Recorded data
□ □ □ □ □
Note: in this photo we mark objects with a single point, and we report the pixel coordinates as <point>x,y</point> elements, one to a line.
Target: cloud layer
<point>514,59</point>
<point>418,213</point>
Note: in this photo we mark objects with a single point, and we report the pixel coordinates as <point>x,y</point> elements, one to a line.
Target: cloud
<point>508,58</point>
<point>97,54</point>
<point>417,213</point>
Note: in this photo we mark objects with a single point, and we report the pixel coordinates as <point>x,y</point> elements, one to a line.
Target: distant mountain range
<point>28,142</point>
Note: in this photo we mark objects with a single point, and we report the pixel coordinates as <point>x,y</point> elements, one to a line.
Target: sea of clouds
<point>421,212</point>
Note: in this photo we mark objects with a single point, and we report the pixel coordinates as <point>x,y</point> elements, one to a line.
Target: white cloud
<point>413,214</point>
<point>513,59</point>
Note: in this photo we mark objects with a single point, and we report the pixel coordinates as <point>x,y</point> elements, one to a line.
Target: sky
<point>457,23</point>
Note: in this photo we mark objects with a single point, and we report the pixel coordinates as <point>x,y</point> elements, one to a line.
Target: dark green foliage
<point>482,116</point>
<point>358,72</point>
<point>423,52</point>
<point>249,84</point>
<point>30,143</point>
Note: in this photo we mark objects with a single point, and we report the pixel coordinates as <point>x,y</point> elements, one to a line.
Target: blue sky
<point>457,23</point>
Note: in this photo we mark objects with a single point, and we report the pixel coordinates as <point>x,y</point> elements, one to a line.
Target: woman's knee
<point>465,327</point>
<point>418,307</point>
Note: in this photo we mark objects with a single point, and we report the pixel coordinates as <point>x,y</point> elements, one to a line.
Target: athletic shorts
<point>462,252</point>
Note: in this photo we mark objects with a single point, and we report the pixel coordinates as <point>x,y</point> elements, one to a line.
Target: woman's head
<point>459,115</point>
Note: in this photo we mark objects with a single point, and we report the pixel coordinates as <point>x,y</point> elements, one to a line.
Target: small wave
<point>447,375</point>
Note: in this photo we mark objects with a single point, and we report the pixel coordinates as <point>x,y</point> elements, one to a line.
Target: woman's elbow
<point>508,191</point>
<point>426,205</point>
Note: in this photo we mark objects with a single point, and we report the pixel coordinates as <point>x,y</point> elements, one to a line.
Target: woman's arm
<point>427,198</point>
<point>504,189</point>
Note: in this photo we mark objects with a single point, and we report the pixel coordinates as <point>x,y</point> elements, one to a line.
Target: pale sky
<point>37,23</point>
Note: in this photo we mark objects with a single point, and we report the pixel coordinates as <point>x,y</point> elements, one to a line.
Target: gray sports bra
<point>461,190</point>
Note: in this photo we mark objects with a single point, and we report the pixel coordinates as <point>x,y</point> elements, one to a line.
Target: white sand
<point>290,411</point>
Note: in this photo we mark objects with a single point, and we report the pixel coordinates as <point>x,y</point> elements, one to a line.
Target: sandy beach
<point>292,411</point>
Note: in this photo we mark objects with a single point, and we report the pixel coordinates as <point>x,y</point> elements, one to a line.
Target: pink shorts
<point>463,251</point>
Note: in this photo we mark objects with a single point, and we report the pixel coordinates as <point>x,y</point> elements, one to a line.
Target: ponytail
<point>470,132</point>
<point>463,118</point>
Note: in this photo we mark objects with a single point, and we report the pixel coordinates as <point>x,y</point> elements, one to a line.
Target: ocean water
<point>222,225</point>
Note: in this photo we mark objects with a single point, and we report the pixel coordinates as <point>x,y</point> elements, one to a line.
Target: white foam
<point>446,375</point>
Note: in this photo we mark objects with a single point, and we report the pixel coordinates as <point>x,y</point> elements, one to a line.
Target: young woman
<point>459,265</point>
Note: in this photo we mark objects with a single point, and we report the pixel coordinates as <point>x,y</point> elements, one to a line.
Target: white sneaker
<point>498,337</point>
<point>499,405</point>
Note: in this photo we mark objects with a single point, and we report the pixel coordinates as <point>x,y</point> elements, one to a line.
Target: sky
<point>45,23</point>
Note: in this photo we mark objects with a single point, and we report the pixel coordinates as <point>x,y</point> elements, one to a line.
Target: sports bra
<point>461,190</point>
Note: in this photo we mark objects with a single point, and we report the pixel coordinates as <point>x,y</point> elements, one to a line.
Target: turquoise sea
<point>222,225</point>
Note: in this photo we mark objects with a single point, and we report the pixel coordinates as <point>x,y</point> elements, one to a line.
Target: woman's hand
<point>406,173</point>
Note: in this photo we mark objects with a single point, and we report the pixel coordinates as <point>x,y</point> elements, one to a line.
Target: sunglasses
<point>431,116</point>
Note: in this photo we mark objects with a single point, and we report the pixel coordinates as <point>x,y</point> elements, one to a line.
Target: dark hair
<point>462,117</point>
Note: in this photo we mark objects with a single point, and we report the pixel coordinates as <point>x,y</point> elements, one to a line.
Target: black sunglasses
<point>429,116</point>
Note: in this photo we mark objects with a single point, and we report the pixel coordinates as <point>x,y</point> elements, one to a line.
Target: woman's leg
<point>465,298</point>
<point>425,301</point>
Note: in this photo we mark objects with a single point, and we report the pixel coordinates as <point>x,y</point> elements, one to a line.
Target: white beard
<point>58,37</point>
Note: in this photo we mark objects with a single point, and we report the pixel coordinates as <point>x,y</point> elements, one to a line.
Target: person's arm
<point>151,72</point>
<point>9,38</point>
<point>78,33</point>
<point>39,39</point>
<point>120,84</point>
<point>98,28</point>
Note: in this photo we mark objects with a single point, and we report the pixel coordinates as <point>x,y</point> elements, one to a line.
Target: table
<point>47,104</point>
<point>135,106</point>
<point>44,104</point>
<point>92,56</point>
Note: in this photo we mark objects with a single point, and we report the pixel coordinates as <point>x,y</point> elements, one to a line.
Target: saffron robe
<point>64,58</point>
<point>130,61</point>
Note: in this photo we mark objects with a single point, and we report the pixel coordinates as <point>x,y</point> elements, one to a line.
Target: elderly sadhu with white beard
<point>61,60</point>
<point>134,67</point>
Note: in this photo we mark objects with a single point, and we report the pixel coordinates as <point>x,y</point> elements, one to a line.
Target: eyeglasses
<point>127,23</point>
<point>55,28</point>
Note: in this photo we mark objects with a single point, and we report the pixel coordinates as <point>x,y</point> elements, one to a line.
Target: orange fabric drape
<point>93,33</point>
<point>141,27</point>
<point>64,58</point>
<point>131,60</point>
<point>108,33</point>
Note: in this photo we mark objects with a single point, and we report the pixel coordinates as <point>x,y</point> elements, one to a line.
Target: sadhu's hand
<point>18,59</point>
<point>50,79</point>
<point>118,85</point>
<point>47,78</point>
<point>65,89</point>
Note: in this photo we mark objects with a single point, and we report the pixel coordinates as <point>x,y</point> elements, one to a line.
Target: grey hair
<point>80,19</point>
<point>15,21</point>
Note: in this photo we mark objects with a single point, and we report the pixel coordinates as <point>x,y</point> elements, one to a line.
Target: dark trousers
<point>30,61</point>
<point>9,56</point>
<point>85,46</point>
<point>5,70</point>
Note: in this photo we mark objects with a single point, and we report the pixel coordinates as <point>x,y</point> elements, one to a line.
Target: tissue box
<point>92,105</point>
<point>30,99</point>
□ □ □ □ □
Exercise aim: Transcribe the full set of records precisely.

Expected answer:
Note: in this photo we mark objects with a single point, and we report the pixel coordinates as <point>x,y</point> elements, one to a line.
Target: cloud layer
<point>514,59</point>
<point>418,213</point>
Note: in this photo we mark objects with a single point, and we report the pixel coordinates as <point>x,y</point> elements, one to a line.
Target: cloud
<point>508,58</point>
<point>97,54</point>
<point>417,213</point>
Note: in this photo we mark objects with a single point, and we report the pixel coordinates as <point>x,y</point> elements, one to a line.
Target: distant mountain range
<point>28,142</point>
Note: in this photo we mark objects with a single point, and we report the pixel coordinates as <point>x,y</point> elements, one to a line.
Target: sea of clouds
<point>421,212</point>
Note: in this photo we mark objects with a single point, and we report the pixel coordinates as <point>x,y</point> elements, one to a line.
Target: white cloud
<point>413,214</point>
<point>513,59</point>
Note: in this photo we mark objects with a single point, and we report the pixel coordinates as <point>x,y</point> elements, one to a line.
Target: sky
<point>457,23</point>
Note: in this photo we mark objects with a single point, and we report the pixel coordinates as <point>x,y</point> elements, one to a line.
Target: dark green foliage
<point>482,116</point>
<point>358,72</point>
<point>423,52</point>
<point>249,84</point>
<point>30,143</point>
Note: in this photo we mark objects with a single point, and we report the pixel coordinates as <point>x,y</point> elements, one to a line.
Target: blue sky
<point>457,23</point>
Note: in this photo we mark objects with a single point, and we report the pixel coordinates as <point>x,y</point> elements, one to a line.
Target: woman's knee
<point>465,327</point>
<point>418,307</point>
Note: in this photo we mark objects with a single point, and we report the pixel coordinates as <point>x,y</point> elements, one to a line.
Target: athletic shorts
<point>462,252</point>
Note: in this photo we mark objects with a single point, and we report the pixel coordinates as <point>x,y</point> elements, one to a line.
Target: woman's head
<point>459,115</point>
Note: in this photo we mark objects with a single point, and we report the pixel coordinates as <point>x,y</point> elements, one to a line.
Target: small wave
<point>447,375</point>
Note: in this photo we mark objects with a single point, and we report the pixel coordinates as <point>x,y</point> elements, one to a line.
Target: woman's elbow
<point>508,191</point>
<point>426,205</point>
Note: in this photo we mark objects with a single point, and we report the pixel coordinates as <point>x,y</point> elements, one to a line.
Target: woman's arm
<point>427,198</point>
<point>504,189</point>
Note: in this photo we mark objects with a single point, and we report the pixel coordinates as <point>x,y</point> elements, one to a line.
Target: pale sky
<point>37,23</point>
Note: in this photo we mark objects with a single point, and we report the pixel coordinates as <point>x,y</point> elements, one to a line.
Target: gray sports bra
<point>461,190</point>
Note: in this photo we mark objects with a single point, and we report the pixel coordinates as <point>x,y</point> elements, one to a line.
Target: white sand
<point>290,411</point>
Note: in this photo we mark objects with a single point, and we report the pixel coordinates as <point>x,y</point> elements, one to a line.
Target: sandy beach
<point>292,411</point>
Note: in this photo we mark objects with a single point, and we report the pixel coordinates as <point>x,y</point> elements, one to a line.
Target: pink shorts
<point>463,251</point>
Note: in this photo we mark objects with a single point, and we report the pixel coordinates as <point>x,y</point> elements, one to a line.
Target: ponytail
<point>470,132</point>
<point>463,118</point>
Note: in this photo we mark objects with a single point, and we report the pixel coordinates as <point>x,y</point> elements, one to a line.
Target: ocean water
<point>222,225</point>
Note: in this photo we mark objects with a single point, and we report the pixel coordinates as <point>x,y</point> elements, one to a line.
Target: white foam
<point>446,375</point>
Note: in this photo we mark objects with a single point, and we report the pixel coordinates as <point>x,y</point> elements, one to a line.
Target: young woman
<point>459,265</point>
Note: in this photo we mark objects with a single point, and we report the pixel coordinates as <point>x,y</point> elements, one to a line.
Target: white sneaker
<point>498,337</point>
<point>499,405</point>
Note: in this photo we mark objects with a single point, and we report the pixel coordinates as <point>x,y</point> elements, one to a line.
Target: sky
<point>45,23</point>
Note: in this photo we mark objects with a single point, and we report the pixel coordinates as <point>x,y</point> elements, one to a line.
Target: sports bra
<point>461,190</point>
Note: in this photo we mark objects with a single point, and we report the pixel coordinates as <point>x,y</point> elements, one to a line.
Target: turquoise sea
<point>222,225</point>
Note: in this photo we mark objects with a single point, and we report the pixel coordinates as <point>x,y</point> elements, one to a line.
Target: woman's hand
<point>406,173</point>
Note: in this photo we mark objects with a single point, and we report the pixel coordinates as <point>x,y</point> elements, one to a line.
Target: sunglasses
<point>431,116</point>
Note: in this photo we mark objects with a single point, and we report the pixel coordinates as <point>x,y</point> elements, one to a line.
Target: dark hair
<point>462,117</point>
Note: in this photo we mark objects with a single point, and we report the pixel coordinates as <point>x,y</point> elements, one to a line.
Target: black sunglasses
<point>429,116</point>
Note: in this photo we mark objects with a single point, and we report the pixel coordinates as <point>x,y</point> elements, one to a line.
Target: woman's leg
<point>465,298</point>
<point>425,301</point>
Note: in this photo we mark objects with a single point, and we report the pixel coordinates as <point>x,y</point> elements, one to a line.
Target: white beard
<point>58,37</point>
Note: in this photo we mark objects with a single point, and we report the pixel coordinates as <point>x,y</point> elements, one to a line.
Target: person's arm
<point>151,72</point>
<point>9,38</point>
<point>78,33</point>
<point>39,39</point>
<point>120,84</point>
<point>98,28</point>
Note: in this photo we mark objects with a single point, and we report the pixel coordinates as <point>x,y</point> elements, one to a line.
Target: table
<point>47,104</point>
<point>135,106</point>
<point>44,104</point>
<point>92,56</point>
Note: in this photo we mark objects with a single point, and we report the pixel coordinates as <point>x,y</point> elements, one to a line.
Target: saffron robe
<point>64,58</point>
<point>130,61</point>
Note: in this photo we mark objects with a single point, and we report the pixel coordinates as <point>x,y</point> elements, one to a line.
Target: elderly sadhu with white beard
<point>61,60</point>
<point>134,67</point>
Note: in this photo we mark objects with a single point, and we report the pixel coordinates as <point>x,y</point> elements, one to a line.
Target: eyeglasses
<point>127,23</point>
<point>55,28</point>
Note: in this photo we mark objects with a single point, and we report the pixel coordinates as <point>x,y</point> elements, one to a line.
Target: orange fabric drape
<point>93,33</point>
<point>141,27</point>
<point>64,58</point>
<point>131,60</point>
<point>108,33</point>
Note: in this photo we mark objects with a single point, and we report the pixel coordinates as <point>x,y</point> elements, one to a line.
Target: sadhu's hand
<point>18,59</point>
<point>50,79</point>
<point>118,85</point>
<point>47,78</point>
<point>65,89</point>
Note: in this photo we mark objects with a single point, and we report the pixel coordinates as <point>x,y</point> elements, one to a line.
Target: grey hair
<point>80,19</point>
<point>15,21</point>
Note: in this photo we mark objects with a single point, and we report the pixel coordinates as <point>x,y</point> elements, one to a line.
Target: dark trousers
<point>30,61</point>
<point>9,56</point>
<point>85,46</point>
<point>5,70</point>
Note: in this photo we mark objects with a single point, and we report the pixel coordinates as <point>x,y</point> elements, one to a line.
Target: tissue box
<point>92,105</point>
<point>30,99</point>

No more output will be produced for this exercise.